§ **Your assignment**
In the article on wind turbines at the Montezuma Hills ranch, what have the wind energy royalties helped the Andersons pay for?

§ **Excerpted text**
Credit:  Tom Dotan, The Sacramento Bee, www.sacbee.com 25 December 2011 ~~

Margaret and Ian Anderson have made a living for decades dry-land farming and raising sheep and cattle on their Montezuma Hills ranch.

Now they have a new, very different crop: the wind. Harvesting the breeze that blows through their thousand-acre piece of the Sacramento-San Joaquin Delta has altered their lives and landscape in return for new financial security.

The Andersons have 17 new wind turbines on their ranch, each generating 1.5 megawatts of electricity. Utility roads that service the turbines cut through their land, making farming inconvenient and more expensive. Plant diseases are a greater concern now, as crop dusters can’t fly near the towers.

And then there’s the look.

By day their outline changes the horizon; from base to the highest blade each unit is almost twice the height of the Statue of Liberty. At night the dozens of blinking red lights atop the turbine make the sky look like an intergalactic truck stop.

They can also let a landowner pocket up to $20,000 per unit annually.

For landowners accustomed to the business of farming, taking on this new venture was fraught with ambivalence.

“I truly hate the look of the turbines,” Margaret Anderson said. “But I do have to be very careful about what I say, because we benefit financially from them.”

Ian Anderson said the money from the wind energy has given a level of comfort he never had before as a farmer. Royalties from the energy have helped put both their kids through college.

“It’s hard work to create a middle-class life as a farmer, and this wind money has helped us pay off our land and put us a bit closer to retirement.”

Powerful north winds that gust through the rolling hills of the Delta near Rio Vista make it an ideal site for a fast-spreading crop of turbines.

§ **Source data**

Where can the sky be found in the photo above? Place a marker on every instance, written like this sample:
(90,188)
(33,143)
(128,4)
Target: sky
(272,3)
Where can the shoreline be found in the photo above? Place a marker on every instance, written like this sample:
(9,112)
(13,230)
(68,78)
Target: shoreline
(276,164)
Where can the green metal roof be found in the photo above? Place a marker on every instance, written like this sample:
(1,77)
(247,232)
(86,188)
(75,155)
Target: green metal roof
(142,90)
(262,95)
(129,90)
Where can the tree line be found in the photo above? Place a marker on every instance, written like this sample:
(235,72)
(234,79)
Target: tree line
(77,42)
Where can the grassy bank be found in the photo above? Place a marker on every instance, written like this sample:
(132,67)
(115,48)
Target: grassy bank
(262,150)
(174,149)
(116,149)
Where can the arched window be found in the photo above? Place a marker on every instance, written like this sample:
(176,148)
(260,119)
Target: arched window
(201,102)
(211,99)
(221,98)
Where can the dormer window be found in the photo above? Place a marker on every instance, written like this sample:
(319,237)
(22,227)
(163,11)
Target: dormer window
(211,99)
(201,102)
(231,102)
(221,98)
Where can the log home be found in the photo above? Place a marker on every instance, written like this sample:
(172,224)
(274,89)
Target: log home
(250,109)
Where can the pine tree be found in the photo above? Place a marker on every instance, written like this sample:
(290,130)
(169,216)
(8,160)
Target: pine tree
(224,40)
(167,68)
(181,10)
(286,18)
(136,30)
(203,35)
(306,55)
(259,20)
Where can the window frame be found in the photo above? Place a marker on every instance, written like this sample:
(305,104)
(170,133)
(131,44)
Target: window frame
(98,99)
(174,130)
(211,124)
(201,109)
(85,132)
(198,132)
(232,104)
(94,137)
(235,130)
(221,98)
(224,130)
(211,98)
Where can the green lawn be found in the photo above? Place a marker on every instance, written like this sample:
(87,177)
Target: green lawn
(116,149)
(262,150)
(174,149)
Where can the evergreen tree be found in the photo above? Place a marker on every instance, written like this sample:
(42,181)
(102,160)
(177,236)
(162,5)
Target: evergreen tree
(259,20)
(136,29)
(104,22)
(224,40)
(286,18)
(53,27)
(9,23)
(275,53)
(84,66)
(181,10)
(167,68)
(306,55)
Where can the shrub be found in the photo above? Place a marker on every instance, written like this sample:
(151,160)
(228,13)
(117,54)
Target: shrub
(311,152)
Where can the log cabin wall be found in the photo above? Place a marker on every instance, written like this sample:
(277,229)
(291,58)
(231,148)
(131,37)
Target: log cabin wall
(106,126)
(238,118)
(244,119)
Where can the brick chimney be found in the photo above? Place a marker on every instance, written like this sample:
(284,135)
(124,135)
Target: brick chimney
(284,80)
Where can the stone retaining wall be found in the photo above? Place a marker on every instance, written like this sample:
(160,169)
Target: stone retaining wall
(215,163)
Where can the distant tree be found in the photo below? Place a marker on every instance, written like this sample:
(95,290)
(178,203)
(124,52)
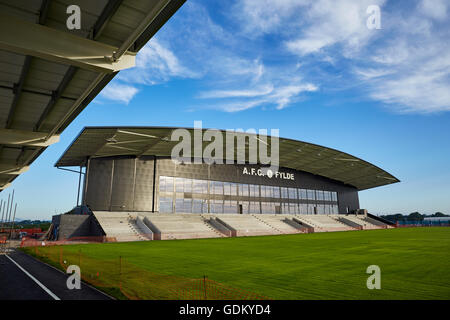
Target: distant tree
(439,214)
(415,216)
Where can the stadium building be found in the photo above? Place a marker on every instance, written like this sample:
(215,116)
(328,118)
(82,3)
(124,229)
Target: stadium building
(135,190)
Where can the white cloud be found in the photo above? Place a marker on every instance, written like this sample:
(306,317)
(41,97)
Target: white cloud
(236,93)
(119,92)
(436,9)
(280,97)
(155,63)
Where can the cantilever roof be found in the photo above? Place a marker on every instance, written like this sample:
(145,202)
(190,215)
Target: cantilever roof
(95,142)
(49,73)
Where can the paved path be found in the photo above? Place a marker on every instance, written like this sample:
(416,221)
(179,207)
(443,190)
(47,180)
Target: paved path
(23,277)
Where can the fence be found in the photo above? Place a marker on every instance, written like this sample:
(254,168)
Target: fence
(411,224)
(135,282)
(30,242)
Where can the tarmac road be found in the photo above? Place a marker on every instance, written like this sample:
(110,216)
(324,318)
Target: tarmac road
(48,284)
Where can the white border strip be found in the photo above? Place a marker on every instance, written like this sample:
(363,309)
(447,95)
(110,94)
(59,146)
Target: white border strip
(34,279)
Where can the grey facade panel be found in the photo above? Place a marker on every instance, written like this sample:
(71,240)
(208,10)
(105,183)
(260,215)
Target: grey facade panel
(98,192)
(132,183)
(143,193)
(123,184)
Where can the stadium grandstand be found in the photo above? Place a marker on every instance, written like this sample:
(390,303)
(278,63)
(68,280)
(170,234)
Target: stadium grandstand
(50,73)
(133,190)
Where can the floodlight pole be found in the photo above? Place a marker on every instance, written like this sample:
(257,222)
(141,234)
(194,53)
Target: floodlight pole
(14,218)
(10,211)
(79,184)
(1,207)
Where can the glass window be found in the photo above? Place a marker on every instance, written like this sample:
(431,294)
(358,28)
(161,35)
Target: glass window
(183,205)
(227,188)
(230,206)
(216,187)
(179,184)
(334,196)
(293,193)
(200,186)
(216,206)
(303,208)
(245,206)
(254,207)
(165,205)
(284,193)
(187,185)
(199,206)
(165,184)
(254,190)
(293,208)
(320,209)
(319,194)
(276,192)
(243,190)
(303,194)
(233,187)
(263,191)
(335,209)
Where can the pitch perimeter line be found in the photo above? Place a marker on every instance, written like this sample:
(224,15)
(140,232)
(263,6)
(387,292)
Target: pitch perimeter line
(54,296)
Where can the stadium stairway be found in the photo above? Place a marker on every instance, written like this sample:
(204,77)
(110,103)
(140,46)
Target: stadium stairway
(365,224)
(133,226)
(180,226)
(278,223)
(119,225)
(246,225)
(324,223)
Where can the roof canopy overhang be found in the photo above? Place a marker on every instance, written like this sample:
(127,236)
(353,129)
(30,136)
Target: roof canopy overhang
(49,73)
(97,142)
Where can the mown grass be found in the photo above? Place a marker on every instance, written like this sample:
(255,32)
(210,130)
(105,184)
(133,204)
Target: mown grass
(414,262)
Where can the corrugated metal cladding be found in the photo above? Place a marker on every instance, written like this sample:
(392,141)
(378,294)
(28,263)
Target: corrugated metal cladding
(43,93)
(97,142)
(126,184)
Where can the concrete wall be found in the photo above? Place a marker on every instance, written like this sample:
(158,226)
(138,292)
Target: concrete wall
(127,184)
(73,225)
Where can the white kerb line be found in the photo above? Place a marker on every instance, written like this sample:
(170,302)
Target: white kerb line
(54,296)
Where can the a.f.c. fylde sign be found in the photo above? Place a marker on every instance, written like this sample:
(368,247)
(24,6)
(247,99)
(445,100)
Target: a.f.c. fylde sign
(263,172)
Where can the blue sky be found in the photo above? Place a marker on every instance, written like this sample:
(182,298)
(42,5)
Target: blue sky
(311,69)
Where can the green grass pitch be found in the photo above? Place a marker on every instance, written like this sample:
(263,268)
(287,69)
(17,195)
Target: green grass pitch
(414,262)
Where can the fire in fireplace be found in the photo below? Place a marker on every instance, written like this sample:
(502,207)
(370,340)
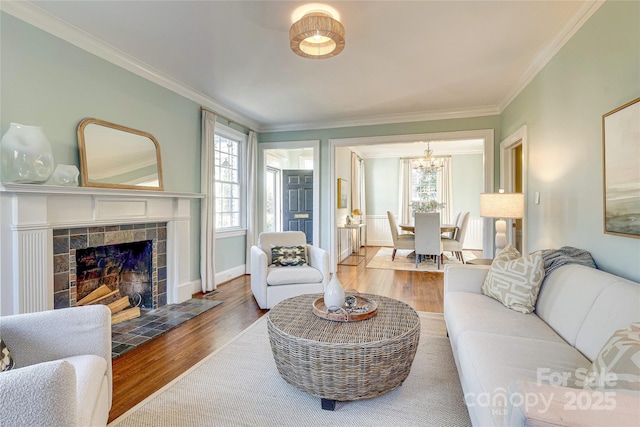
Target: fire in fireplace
(126,267)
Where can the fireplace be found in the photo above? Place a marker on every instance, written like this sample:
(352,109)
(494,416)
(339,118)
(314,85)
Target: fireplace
(131,258)
(43,227)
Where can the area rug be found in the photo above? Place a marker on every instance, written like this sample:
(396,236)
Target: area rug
(406,261)
(239,385)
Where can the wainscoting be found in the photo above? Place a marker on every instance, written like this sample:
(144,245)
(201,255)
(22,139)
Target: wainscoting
(379,234)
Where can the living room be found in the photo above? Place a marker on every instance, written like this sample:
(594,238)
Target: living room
(51,82)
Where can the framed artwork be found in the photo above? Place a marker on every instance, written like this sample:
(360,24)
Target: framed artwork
(621,170)
(342,193)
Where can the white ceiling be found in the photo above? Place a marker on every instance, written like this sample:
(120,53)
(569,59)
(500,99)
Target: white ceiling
(403,60)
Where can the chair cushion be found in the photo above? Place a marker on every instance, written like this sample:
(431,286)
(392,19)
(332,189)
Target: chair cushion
(514,280)
(90,375)
(6,361)
(290,275)
(288,256)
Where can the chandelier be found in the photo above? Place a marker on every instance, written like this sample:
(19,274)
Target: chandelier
(430,163)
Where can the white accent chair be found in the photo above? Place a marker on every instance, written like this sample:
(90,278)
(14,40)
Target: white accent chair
(400,241)
(271,284)
(427,235)
(62,374)
(455,245)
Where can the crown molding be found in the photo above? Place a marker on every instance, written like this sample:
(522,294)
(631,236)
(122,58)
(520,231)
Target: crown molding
(386,119)
(548,51)
(46,22)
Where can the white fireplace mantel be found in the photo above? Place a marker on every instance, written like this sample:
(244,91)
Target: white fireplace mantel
(29,213)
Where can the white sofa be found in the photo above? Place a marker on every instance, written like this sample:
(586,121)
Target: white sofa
(270,285)
(503,355)
(62,374)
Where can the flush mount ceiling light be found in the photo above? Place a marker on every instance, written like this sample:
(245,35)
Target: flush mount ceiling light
(317,35)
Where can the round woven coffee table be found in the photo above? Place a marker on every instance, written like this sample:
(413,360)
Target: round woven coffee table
(343,361)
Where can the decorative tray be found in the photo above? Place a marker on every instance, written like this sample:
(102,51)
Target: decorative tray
(363,308)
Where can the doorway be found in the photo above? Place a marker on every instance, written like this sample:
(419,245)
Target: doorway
(297,201)
(277,160)
(487,137)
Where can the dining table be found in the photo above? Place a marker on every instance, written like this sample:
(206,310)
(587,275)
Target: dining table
(444,228)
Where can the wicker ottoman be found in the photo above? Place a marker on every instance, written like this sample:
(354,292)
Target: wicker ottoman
(338,361)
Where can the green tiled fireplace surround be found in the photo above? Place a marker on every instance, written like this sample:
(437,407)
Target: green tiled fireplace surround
(66,241)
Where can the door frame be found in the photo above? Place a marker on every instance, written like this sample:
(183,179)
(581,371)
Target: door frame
(508,178)
(487,135)
(262,162)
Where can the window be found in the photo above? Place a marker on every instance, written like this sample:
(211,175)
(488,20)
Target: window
(272,199)
(424,188)
(229,179)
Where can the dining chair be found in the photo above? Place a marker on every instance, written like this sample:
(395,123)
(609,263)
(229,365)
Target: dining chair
(452,234)
(427,236)
(400,241)
(455,245)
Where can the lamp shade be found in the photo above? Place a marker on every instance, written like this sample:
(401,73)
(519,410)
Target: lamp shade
(502,205)
(317,35)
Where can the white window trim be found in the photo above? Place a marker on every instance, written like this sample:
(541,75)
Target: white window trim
(230,133)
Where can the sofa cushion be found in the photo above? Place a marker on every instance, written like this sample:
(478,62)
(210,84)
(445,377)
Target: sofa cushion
(514,280)
(617,366)
(466,311)
(288,256)
(490,363)
(6,361)
(586,306)
(290,275)
(91,372)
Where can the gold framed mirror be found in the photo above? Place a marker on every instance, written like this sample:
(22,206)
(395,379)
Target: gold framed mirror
(115,156)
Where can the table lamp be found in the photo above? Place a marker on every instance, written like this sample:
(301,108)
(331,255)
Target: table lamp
(356,215)
(502,206)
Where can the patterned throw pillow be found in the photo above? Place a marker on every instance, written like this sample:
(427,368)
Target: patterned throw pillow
(6,361)
(617,366)
(288,256)
(514,280)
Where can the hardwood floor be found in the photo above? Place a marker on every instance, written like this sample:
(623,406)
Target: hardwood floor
(142,371)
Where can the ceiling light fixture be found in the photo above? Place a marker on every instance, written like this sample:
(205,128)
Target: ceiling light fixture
(430,163)
(317,35)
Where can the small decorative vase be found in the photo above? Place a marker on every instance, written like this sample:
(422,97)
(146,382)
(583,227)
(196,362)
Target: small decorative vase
(25,155)
(65,175)
(334,293)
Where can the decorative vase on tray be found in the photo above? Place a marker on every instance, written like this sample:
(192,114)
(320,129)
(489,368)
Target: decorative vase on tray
(25,155)
(334,294)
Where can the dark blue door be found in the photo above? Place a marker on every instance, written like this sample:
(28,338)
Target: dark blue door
(297,203)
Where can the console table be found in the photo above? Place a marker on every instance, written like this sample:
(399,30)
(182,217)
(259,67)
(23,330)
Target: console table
(356,256)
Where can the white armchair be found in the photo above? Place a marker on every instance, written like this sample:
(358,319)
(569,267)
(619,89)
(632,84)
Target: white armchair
(271,284)
(62,374)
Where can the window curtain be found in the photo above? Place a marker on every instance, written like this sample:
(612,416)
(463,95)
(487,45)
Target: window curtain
(208,204)
(444,190)
(252,196)
(405,191)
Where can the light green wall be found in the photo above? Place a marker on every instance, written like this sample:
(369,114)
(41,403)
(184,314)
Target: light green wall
(595,72)
(466,183)
(324,135)
(48,82)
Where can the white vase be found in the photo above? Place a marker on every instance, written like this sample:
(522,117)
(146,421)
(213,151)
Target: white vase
(334,293)
(65,175)
(25,155)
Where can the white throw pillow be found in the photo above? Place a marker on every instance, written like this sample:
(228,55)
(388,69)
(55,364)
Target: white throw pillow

§ **Solution to the exercise**
They have helped put both of their kids through college.